(Collected data)
§

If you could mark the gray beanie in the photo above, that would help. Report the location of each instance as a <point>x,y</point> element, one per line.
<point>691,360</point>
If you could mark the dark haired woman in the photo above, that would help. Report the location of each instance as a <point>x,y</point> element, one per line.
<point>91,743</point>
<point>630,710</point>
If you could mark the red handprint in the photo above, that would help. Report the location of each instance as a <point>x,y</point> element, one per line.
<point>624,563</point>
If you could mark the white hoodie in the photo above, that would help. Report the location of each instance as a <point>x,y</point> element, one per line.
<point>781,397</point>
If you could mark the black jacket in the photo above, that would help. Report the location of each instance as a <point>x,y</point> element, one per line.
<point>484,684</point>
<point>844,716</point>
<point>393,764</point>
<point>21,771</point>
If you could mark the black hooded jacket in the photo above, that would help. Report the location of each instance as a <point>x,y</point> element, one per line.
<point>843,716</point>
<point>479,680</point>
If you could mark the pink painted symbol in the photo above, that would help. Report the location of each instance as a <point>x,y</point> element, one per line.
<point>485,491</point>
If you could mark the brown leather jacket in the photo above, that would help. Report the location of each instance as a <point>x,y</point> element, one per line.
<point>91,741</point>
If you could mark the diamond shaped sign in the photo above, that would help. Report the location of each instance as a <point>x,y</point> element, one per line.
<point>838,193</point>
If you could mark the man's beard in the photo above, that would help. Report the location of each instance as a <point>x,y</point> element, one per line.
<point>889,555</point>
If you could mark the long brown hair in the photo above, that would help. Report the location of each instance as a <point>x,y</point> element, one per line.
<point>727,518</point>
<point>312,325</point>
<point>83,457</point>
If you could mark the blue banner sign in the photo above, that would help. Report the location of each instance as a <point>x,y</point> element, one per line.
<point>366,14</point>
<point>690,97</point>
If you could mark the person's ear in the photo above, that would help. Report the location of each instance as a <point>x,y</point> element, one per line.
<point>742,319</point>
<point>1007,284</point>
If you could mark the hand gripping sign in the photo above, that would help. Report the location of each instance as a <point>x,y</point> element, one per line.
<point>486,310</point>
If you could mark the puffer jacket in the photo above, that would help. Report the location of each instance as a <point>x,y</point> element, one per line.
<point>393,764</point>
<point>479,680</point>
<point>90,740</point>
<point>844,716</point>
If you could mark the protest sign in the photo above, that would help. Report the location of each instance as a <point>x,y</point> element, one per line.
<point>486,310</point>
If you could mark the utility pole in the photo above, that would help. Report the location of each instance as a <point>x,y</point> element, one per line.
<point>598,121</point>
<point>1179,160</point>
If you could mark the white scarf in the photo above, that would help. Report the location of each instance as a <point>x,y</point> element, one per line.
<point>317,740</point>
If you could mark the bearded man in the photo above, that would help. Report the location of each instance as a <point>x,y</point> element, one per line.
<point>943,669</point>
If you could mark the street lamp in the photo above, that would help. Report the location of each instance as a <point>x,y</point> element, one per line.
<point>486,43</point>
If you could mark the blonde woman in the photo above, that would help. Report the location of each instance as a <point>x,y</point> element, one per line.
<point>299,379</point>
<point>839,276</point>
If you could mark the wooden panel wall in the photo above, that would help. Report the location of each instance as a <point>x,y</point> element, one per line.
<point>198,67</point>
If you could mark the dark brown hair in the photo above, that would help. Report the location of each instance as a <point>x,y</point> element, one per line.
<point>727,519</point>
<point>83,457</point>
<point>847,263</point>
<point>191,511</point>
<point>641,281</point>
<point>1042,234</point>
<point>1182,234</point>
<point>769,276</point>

§

◆ **BRIEF**
Your answer is the line containing "If you could mark the bearded" plus every line after it through the end of the entries, given again exactly and alone.

◆ **OUTPUT FOR THIS EXERCISE**
If you could mark the bearded man in the photo above, that would help. Report the location of each instance as a <point>x,y</point> element, one per line.
<point>943,669</point>
If you could mark the street lamp in the photo above, that would help. Report the location of each instance as a <point>x,y</point> element, one per line.
<point>486,43</point>
If you could mark the blonde woman in the photo above, that would help. Report the location of each instance as a <point>x,y</point> element, one per line.
<point>299,379</point>
<point>839,276</point>
If you could mark the wooden panel wall in the photo above, that would help. Report the location of each instance as a <point>x,y</point> element, one per line.
<point>198,67</point>
If you could mark the dark brown hair in the photo above, that would help. Report the location of each instance as a <point>x,y</point> element, one per line.
<point>727,519</point>
<point>83,457</point>
<point>847,263</point>
<point>191,511</point>
<point>641,281</point>
<point>1042,234</point>
<point>1182,234</point>
<point>769,276</point>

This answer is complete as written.